* Stated task A *
In two sentences, summarize the passage about XSLT.
* Stated task B *
Write a continuation of the passage about XSLT, picking up after its final sentence.

··· Passage provided

Most web APIs and data feeds are built to consume and produce XML data. RSS, SOAP, REST, ATOM, AJAX, web-services, indeed, even XHTML itself is a form of XML. If you publish anything to the web you’re probably publishing XML in some form or another. Many web developers work with some flavor of XML every day.
However few have heard of XSLT, a standard language adopted by the W3C a decade ago for styling XML data for user consumption. XSLT, or XSL Transform, is a real language, part of XSL, the XML Stylesheet Language. XSLT is a tool for reformatting XML data, literally an XML stylesheet. This powerful language lets you convert XML data into almost any other XML structure you could imagine, including completely valid and functional XHTML.
Simply put, if your web application has been built to produce XML for feeds or APIs, then you do not need to build another set of logic to make a web version. You can let web browsers hit the service, just as you would for feeds or APIs. Just create an XSLT and link it from your XML document. All modern browsers will render the XSLT and display it as a normal web page.

······
··· Recorded information

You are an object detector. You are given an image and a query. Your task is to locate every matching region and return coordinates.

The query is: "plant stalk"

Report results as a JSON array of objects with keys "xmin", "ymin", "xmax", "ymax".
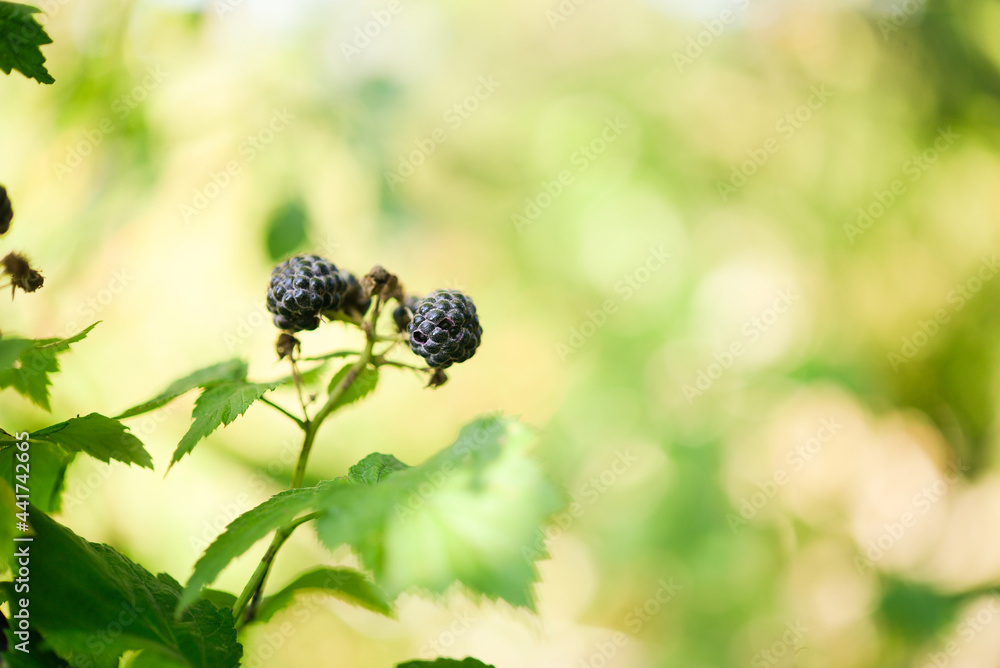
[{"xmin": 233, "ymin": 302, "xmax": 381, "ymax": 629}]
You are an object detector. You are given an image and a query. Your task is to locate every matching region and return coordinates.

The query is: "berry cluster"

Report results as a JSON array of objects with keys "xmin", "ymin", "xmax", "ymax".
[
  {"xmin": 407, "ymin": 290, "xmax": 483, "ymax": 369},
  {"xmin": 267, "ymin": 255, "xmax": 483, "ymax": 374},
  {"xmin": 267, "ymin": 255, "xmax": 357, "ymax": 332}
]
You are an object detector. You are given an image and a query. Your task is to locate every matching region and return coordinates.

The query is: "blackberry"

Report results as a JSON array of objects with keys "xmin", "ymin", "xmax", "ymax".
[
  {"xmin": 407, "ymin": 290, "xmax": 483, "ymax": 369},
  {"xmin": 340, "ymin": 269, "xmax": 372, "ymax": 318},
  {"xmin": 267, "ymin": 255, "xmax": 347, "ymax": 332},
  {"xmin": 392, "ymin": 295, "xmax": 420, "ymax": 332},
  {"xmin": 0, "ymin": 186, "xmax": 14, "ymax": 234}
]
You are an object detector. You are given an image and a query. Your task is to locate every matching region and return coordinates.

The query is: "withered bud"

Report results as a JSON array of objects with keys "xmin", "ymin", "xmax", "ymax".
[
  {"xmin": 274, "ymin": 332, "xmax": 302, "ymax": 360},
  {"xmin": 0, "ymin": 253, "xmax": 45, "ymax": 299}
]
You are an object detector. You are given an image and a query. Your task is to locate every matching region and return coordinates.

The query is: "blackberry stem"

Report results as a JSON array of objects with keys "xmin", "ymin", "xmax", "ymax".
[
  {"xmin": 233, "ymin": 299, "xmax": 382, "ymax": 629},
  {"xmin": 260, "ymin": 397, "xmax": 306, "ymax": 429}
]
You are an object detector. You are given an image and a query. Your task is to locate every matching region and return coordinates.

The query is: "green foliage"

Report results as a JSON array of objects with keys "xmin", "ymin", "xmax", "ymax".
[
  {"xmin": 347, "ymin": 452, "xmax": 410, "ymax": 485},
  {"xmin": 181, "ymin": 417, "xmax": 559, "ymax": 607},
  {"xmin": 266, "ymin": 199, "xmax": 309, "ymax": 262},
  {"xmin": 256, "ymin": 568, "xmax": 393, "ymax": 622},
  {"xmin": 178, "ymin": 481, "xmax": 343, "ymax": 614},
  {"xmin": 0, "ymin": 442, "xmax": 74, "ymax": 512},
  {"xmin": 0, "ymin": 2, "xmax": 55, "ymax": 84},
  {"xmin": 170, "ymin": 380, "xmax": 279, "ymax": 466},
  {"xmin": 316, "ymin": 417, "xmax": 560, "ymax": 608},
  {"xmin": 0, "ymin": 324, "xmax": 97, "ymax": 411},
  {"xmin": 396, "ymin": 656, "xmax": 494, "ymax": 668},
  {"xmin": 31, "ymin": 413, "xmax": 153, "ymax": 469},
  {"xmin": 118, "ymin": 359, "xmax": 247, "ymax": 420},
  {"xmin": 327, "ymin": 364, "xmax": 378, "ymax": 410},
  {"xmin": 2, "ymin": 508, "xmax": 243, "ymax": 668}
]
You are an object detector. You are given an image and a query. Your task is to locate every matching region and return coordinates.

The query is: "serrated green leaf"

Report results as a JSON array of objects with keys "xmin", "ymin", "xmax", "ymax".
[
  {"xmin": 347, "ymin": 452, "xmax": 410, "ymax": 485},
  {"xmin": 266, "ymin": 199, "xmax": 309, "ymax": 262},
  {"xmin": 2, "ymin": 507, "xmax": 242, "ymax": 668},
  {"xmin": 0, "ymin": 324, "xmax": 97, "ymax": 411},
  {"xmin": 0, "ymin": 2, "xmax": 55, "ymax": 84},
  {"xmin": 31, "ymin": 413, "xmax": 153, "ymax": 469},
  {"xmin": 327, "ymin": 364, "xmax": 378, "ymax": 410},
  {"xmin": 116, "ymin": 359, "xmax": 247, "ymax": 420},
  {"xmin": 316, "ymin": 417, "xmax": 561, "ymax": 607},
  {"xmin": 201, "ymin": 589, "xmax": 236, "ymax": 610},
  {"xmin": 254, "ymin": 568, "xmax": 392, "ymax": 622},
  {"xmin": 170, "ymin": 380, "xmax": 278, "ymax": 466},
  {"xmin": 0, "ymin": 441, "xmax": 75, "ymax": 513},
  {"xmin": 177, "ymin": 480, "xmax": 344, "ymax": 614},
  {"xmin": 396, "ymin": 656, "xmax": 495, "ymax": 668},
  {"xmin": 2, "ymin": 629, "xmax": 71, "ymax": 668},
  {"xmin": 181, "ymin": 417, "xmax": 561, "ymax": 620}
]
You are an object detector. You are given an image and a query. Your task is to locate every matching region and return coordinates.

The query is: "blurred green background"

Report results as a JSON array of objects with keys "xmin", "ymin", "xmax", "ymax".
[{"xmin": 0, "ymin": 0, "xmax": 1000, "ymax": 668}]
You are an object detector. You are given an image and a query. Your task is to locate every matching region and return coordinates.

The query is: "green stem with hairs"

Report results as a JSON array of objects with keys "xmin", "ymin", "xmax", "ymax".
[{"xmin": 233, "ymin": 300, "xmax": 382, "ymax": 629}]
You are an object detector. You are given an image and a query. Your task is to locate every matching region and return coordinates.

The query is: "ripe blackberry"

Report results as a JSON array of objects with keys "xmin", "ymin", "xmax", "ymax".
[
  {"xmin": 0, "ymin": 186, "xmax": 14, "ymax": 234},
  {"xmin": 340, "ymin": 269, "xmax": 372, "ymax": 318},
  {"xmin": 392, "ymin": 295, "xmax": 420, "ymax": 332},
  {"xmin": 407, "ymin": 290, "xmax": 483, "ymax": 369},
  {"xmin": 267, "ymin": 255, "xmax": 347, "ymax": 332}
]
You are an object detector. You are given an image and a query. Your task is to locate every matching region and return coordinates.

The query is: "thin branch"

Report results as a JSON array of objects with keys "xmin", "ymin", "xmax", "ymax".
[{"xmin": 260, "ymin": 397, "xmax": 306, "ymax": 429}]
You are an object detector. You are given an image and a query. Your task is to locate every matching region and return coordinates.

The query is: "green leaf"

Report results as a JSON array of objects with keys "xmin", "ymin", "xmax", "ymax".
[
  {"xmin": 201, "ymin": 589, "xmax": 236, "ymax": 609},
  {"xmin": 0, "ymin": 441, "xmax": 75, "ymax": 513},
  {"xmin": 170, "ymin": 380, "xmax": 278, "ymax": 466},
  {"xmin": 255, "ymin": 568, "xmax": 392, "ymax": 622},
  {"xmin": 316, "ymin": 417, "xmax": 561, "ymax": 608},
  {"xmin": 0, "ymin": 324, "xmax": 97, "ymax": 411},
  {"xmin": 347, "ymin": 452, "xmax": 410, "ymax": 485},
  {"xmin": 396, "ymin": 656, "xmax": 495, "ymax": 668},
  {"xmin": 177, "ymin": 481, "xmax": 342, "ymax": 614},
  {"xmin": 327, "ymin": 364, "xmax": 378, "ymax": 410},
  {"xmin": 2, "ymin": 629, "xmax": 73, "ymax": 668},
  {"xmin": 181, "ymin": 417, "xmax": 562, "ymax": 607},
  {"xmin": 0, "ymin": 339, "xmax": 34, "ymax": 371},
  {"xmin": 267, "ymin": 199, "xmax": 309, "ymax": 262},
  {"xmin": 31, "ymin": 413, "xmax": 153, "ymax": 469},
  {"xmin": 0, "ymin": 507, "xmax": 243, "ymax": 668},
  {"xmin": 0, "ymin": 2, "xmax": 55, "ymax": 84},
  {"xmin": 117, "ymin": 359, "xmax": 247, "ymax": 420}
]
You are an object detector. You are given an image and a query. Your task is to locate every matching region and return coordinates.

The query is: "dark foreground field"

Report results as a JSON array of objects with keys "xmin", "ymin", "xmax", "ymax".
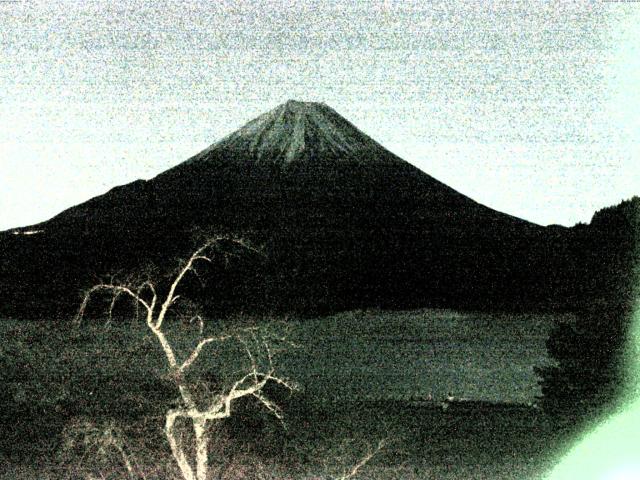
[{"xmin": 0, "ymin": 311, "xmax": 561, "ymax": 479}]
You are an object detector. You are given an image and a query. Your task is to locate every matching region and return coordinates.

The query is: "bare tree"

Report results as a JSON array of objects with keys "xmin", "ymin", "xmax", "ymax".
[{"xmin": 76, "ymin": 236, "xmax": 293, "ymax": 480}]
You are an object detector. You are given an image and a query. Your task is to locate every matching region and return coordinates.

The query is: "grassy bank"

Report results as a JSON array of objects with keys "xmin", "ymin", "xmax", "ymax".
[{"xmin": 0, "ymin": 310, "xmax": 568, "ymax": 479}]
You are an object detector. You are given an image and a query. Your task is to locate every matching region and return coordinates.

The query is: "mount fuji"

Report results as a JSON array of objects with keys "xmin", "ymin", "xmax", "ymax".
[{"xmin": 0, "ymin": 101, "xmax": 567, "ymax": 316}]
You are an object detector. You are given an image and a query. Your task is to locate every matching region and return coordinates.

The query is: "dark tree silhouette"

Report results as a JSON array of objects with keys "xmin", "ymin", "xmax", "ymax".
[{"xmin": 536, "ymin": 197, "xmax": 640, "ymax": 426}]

······
··· Recorded information

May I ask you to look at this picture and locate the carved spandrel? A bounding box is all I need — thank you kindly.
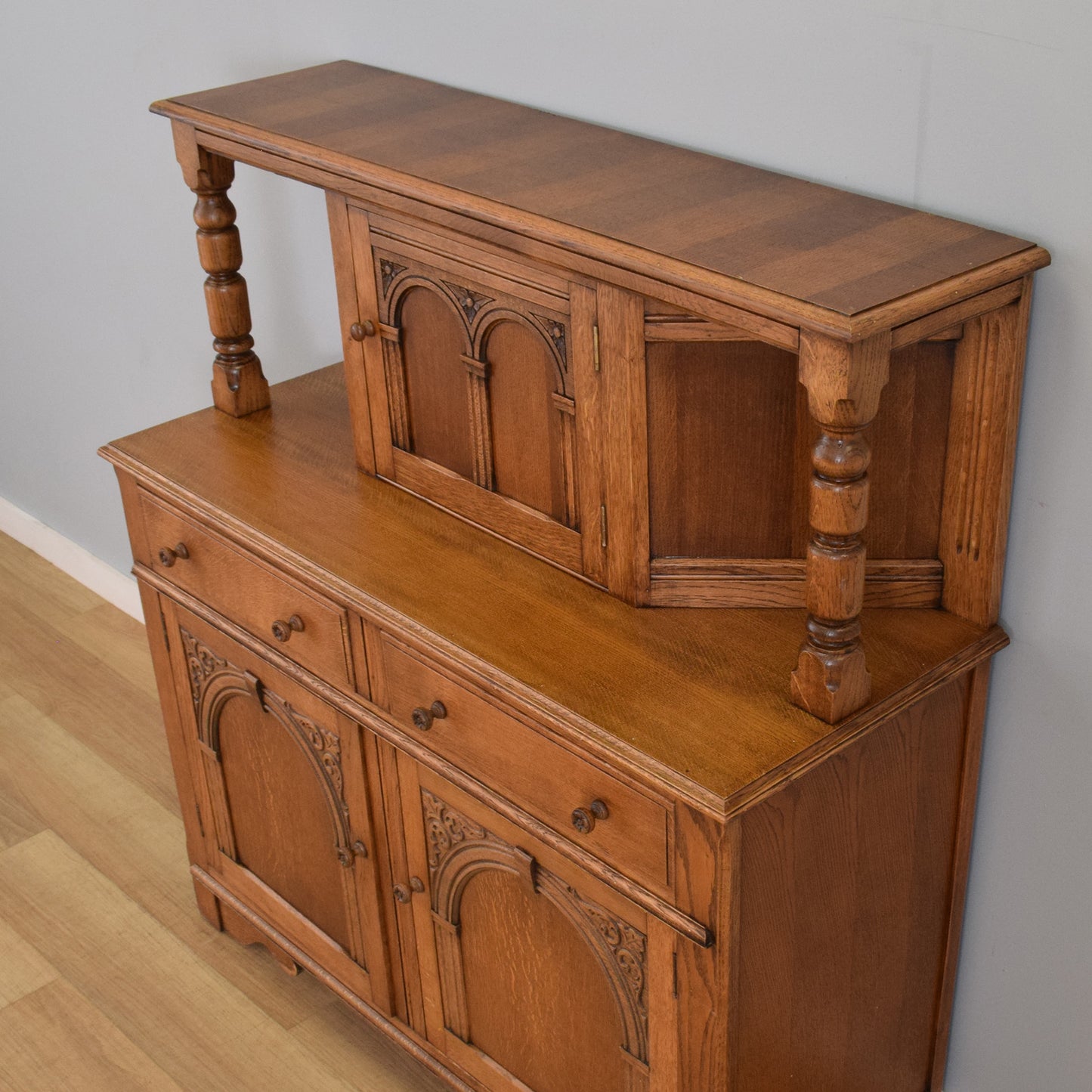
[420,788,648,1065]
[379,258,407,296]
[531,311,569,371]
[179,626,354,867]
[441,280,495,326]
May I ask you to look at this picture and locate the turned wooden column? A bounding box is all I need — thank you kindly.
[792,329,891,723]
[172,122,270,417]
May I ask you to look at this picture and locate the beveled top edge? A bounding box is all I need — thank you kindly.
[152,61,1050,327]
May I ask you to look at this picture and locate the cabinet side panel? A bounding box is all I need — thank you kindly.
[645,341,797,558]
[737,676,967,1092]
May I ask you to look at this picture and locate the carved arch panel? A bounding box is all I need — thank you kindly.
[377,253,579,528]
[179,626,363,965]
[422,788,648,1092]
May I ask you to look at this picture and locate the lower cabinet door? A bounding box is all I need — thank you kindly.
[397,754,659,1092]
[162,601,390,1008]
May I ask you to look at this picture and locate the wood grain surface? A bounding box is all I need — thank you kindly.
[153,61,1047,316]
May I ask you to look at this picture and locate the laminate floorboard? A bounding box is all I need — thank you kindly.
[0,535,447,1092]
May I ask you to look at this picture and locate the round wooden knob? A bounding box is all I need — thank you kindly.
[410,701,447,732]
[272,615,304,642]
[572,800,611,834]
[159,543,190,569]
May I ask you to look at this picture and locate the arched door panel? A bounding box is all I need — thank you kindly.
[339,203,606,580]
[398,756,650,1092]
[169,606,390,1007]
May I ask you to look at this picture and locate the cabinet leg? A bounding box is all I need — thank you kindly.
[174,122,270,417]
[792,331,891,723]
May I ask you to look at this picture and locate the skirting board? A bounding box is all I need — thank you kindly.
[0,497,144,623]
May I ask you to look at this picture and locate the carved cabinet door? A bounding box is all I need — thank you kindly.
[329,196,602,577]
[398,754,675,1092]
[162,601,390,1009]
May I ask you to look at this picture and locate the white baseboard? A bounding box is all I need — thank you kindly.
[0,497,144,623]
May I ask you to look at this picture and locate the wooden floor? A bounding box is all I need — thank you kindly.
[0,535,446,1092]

······
··· Recorded information

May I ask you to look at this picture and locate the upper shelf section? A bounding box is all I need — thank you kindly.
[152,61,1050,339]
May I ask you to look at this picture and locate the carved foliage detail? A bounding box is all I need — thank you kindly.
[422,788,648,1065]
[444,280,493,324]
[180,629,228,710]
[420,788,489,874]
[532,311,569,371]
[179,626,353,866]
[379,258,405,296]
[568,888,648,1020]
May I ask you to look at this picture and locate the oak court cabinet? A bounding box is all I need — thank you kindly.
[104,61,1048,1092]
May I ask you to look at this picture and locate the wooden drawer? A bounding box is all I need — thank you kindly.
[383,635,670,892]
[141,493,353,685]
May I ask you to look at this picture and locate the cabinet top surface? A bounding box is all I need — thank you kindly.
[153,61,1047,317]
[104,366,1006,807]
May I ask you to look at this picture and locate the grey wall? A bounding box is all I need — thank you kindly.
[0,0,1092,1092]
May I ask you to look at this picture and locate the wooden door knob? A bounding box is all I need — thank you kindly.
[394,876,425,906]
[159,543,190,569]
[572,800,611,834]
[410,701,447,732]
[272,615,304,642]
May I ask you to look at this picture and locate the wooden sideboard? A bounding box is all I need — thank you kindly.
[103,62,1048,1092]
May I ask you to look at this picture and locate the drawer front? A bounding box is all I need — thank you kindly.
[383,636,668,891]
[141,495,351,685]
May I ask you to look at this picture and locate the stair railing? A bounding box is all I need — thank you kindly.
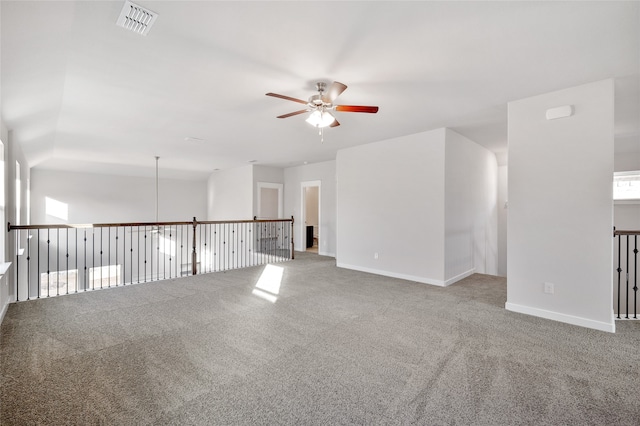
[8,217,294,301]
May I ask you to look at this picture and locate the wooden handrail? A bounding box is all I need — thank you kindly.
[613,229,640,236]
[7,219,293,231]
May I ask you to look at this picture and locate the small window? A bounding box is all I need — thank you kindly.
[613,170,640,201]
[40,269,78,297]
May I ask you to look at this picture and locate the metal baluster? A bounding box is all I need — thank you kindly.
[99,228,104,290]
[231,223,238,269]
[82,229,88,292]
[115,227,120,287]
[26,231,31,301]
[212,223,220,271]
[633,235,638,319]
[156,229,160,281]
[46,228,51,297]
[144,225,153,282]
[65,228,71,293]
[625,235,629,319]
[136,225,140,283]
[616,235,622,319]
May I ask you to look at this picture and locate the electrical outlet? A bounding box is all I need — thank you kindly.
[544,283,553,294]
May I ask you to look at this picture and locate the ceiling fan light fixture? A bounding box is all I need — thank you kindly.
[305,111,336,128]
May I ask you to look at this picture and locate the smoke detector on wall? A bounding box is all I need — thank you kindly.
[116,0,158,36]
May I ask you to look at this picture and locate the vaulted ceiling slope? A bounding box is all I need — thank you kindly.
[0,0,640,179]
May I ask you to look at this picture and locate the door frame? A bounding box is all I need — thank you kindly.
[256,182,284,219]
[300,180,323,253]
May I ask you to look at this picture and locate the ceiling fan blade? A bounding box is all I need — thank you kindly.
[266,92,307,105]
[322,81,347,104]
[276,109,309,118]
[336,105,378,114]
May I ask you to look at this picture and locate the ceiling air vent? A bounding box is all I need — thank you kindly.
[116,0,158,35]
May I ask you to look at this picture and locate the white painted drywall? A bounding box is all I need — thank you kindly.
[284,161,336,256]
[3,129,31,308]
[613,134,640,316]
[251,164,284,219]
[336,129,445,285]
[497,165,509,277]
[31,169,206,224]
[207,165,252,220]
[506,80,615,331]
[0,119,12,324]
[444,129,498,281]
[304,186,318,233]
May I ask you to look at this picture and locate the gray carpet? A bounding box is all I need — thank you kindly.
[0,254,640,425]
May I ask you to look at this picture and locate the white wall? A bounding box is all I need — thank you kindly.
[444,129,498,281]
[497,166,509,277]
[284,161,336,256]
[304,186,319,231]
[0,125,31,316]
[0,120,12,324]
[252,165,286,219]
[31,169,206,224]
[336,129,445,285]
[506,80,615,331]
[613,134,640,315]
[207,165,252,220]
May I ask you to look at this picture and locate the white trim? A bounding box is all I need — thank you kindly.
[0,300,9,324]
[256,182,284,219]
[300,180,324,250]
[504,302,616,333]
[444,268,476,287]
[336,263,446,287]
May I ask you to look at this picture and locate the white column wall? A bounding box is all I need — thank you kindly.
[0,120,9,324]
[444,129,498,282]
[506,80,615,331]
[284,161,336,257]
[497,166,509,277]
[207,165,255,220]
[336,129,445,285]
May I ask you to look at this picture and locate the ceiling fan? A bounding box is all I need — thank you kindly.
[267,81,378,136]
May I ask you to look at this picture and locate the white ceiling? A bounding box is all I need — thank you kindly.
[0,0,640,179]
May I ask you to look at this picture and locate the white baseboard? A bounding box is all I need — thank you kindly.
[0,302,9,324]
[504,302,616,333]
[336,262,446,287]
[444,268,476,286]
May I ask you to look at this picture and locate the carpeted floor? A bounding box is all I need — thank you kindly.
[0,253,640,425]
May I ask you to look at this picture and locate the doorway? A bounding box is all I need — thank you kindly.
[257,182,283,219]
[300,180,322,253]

······

* Output A *
Many web APIs and data feeds produce XML, yet few web developers have heard of XSLT, a W3C standard language that reformats XML data into almost any other XML structure, including valid and functional XHTML. If a web application already produces XML for feeds or APIs, linking an XSLT from the XML document lets all modern browsers display it as a normal web page, so no separate set of logic is needed for a web version.

* Output B *
The most famous example of this technique in action is the World of Warcraft home page. Blizzard publishes a minimum amount of data in a XML document which includes a reference to an XSLT stylesheet. The XSLT takes this minimum of data and uses it to build the XHTML document in the users’ web browser. This means that instead of having a complicated and slow CMS solution they can serve the entire (very high-traffic) home page from flat text files. When they change the content, all they need to do is publish the tiny XML file with the new data. When they want to change the look and feel they simply change the XSLT file.
This provides a nice level of abstraction between the data and the layout. Your application can focus on data, leaving the work of presentation to the XSLT.
This technique may not be particularly well suited to your average web page, such as a company web site. Most standard web sites have no need for XML, so there is no structure to build or maintain it. But for a web application where you are going to be dealing with a lot of XML this is a great solution.
I would also argue that all XML feeds and APIs should have an XSLT stylesheet so they can render in a more user friendly view to people who want to open them directly in their browser. So if your API accepts search queries why not use an XSLT to format the results in a user friendly browser view, and add a little search form at the top.
Anywhere you send XML to the internet there is a good reason to attach an XSLT.
Using XSLT to support and render your XML data can have many huge advantages, especially for a high-traffic web application.
Faster development. Why build a whole new layer of logic and functionality? You can work on making the best XML data returns and use XSLT as your visual layer.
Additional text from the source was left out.